**Excerpt provided:**
It shouldn't be bad in small amounts. I just wouldn't make it a practice.


----------



## sammyd (Mar 11, 2007)

a pig is an omnivore and feeding it meat is far different than feeding meat to an herbivore like a cow.


----------



## Dry Bridge (Jul 7, 2010)

txplowgirl said:


> Out in west texas where I grew up it was known as a no no to feed meat to pigs because it made them mean as a snake. I do know they will go nuts and run over anyone and anything trying to get a snake.
> The feral hogs in Texas are known to attack people if they can get a hold of em. Another reason besides the overpopulation is there are reports of them eating peoples newborn calves, sheep, goats, chickens, you name it.


The following at least is an opinion of our predescesors...



The Hog; A Treatise On The Breeds said:


> Animal Substances. There cannot be a doubt but that these are highly fattening in their nature, and also that swine, being somewhat allied to the carnivors will greedily devour them; but the question is, Do they not tend to make the flesh strong and rank, to inflame the blood, to create in the animals a longing for more of such food, and thus lead them to destroy fowls, rabbits, ducks, and even the litters of their companions? Many will give blood, entrails, scraps of refuse meat, horse-flesh, and such like, to swine, but we should decidedly discourage such practices; the nearest approach to animal food we would admit should be pot-liquor, and dairy refuse. Animal food is bad for every kind of swine; and tends to make them savage and feverish, and often lays the foundation of serious inflamation of the intestines.


Now whether this holds any truth or not, I leave it to others more capable of offering their experience.

Paul B.


----------



## duckidaho (Dec 31, 2008)

I fed mine meat occasionally. If I had something freezer burned, I'd cook it and feed it to the pigs. Also cooked table scraps. We didn't feed them much of it. Our pigs taste great this year. The best pork I've ever had in my life.


----------



## CesumPec (May 20, 2011)

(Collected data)
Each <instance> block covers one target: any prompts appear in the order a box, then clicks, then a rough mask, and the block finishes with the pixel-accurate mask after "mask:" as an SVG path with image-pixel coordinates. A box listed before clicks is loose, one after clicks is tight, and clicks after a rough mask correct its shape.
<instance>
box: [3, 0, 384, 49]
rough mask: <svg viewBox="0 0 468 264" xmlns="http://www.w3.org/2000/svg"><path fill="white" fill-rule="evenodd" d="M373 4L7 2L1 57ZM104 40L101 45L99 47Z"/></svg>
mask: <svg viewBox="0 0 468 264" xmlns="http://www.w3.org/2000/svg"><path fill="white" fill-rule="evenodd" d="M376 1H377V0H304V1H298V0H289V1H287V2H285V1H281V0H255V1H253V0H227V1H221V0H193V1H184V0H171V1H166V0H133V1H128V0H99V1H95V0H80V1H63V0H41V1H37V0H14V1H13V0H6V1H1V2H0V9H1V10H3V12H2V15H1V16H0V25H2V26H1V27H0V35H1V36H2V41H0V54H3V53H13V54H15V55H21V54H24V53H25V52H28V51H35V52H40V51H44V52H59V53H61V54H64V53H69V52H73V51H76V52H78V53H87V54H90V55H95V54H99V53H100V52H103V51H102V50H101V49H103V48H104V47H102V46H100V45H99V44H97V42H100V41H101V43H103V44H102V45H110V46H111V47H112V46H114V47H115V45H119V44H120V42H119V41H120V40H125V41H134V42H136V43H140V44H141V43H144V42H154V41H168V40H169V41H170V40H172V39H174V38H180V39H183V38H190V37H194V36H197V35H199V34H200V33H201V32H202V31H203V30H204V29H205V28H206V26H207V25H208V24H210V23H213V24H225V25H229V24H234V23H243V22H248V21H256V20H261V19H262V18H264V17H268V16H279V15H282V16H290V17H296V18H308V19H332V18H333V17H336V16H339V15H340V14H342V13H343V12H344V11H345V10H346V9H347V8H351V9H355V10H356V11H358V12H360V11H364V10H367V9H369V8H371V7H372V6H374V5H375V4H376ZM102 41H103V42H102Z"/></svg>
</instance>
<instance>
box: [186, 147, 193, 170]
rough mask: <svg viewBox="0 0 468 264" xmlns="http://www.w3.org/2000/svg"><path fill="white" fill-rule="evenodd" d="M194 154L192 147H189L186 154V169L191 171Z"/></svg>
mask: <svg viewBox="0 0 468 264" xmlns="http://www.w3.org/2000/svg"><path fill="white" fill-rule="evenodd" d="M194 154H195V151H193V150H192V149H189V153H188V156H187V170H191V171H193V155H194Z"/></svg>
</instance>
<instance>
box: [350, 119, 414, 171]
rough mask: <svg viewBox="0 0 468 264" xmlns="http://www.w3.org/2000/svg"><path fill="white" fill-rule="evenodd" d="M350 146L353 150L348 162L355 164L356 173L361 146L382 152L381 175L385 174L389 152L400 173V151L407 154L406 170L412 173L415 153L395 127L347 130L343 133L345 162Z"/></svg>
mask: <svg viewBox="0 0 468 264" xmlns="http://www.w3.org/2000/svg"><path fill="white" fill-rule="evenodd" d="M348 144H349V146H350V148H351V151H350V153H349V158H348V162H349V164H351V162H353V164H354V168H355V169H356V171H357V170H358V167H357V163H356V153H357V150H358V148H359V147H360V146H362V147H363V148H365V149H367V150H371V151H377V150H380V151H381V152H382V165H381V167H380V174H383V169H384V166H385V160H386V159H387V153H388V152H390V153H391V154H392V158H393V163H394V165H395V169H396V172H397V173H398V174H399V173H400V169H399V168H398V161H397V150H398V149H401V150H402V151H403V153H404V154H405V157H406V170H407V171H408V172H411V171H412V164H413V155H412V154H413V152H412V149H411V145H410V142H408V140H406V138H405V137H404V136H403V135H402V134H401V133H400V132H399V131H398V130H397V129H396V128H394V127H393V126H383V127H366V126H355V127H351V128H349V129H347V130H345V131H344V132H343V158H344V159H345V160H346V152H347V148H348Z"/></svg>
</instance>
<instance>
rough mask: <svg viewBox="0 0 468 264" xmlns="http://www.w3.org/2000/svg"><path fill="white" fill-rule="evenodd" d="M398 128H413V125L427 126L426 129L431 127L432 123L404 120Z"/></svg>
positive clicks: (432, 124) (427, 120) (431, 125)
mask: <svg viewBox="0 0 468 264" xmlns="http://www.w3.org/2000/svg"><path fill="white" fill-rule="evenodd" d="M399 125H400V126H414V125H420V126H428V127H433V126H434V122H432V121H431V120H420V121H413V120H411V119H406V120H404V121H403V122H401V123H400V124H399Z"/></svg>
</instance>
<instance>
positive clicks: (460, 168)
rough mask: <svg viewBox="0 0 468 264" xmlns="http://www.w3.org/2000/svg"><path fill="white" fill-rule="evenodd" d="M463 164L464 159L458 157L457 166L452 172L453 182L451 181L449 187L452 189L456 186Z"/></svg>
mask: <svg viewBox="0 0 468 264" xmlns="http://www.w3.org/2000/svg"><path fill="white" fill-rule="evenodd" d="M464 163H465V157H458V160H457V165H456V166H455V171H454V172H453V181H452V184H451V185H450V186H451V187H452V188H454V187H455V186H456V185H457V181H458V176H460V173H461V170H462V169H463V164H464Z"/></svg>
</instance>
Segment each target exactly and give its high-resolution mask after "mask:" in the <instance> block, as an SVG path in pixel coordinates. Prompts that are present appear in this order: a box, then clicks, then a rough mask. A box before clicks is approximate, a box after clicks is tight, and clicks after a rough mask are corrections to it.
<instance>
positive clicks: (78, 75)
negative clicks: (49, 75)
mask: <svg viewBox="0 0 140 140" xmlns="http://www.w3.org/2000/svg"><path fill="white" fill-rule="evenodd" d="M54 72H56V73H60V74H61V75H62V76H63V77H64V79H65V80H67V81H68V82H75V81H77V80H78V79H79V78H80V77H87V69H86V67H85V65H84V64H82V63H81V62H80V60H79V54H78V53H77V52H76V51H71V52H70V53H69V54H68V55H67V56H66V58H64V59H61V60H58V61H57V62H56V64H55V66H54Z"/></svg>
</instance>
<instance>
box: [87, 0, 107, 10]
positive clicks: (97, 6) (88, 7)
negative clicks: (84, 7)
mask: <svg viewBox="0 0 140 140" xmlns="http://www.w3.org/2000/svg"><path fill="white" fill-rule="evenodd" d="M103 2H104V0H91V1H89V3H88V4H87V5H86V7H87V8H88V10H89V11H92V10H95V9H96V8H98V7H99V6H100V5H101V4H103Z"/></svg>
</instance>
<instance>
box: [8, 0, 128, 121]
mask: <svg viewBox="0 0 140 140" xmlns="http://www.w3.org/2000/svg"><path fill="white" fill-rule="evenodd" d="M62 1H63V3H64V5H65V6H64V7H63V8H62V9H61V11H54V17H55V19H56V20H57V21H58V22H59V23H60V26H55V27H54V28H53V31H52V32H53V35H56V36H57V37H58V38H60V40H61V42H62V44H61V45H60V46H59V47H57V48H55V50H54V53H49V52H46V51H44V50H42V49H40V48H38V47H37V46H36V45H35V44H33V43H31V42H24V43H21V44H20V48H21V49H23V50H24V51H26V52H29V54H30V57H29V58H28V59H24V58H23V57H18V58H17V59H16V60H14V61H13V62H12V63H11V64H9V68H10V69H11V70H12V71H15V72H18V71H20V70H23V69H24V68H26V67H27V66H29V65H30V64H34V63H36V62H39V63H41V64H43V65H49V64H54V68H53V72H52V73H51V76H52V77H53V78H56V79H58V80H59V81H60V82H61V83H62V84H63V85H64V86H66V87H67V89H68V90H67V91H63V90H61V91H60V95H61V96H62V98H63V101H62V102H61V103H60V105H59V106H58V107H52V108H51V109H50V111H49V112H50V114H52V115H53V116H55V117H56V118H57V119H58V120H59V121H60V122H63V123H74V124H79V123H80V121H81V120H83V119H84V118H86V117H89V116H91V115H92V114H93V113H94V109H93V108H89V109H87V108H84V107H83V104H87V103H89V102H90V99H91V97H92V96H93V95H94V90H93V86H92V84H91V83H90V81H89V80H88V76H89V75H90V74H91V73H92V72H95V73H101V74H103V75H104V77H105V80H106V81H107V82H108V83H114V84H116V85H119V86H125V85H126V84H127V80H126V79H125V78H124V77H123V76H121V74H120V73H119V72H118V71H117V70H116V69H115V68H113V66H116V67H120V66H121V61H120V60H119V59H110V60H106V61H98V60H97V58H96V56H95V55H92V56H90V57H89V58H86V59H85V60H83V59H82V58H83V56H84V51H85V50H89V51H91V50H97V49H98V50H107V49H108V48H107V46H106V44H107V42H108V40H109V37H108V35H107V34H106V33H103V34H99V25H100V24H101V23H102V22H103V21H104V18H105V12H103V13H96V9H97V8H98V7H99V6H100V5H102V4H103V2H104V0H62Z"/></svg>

**Work task:**
Please answer these questions from the forum thread on feeding pigs meat:
(a) What does sammyd call a pig, and what does sammyd call a cow?
(b) In the passage quoted from "The Hog; A Treatise On The Breeds," what is the nearest approach to animal food the author would admit?
(c) What did duckidaho do with something freezer burned?

**Output for this exercise:**
(a) A pig is an omnivore, and a cow is an herbivore.
(b) Pot-liquor and dairy refuse.
(c) Cooked it and fed it to the pigs.